- Activity
Transcribe exactly the line that contains "positive clicks: (269, 151)" and each line that comes after it in the material, the last line included, and nothing more.

- Data under study
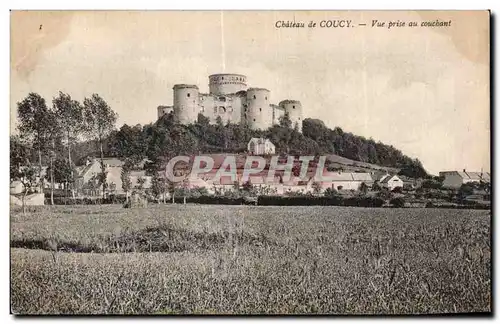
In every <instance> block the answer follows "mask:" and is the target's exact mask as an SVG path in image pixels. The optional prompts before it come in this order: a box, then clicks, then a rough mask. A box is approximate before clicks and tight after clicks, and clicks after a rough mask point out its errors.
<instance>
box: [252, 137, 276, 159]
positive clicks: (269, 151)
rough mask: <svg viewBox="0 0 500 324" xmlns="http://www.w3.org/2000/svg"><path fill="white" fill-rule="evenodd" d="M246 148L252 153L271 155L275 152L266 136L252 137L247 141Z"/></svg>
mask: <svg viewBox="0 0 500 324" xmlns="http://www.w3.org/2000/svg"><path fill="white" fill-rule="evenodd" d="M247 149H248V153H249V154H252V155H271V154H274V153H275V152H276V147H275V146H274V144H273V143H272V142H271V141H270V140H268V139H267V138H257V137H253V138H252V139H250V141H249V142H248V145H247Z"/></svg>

- Reply to the exercise
positive clicks: (269, 151)
rough mask: <svg viewBox="0 0 500 324" xmlns="http://www.w3.org/2000/svg"><path fill="white" fill-rule="evenodd" d="M246 148L252 153L271 155L275 152L266 136L252 137L247 141Z"/></svg>
mask: <svg viewBox="0 0 500 324" xmlns="http://www.w3.org/2000/svg"><path fill="white" fill-rule="evenodd" d="M247 149H248V153H249V154H252V155H271V154H274V153H275V152H276V147H275V146H274V144H273V143H272V142H271V141H270V140H268V139H267V138H257V137H253V138H252V139H250V141H249V142H248V145H247Z"/></svg>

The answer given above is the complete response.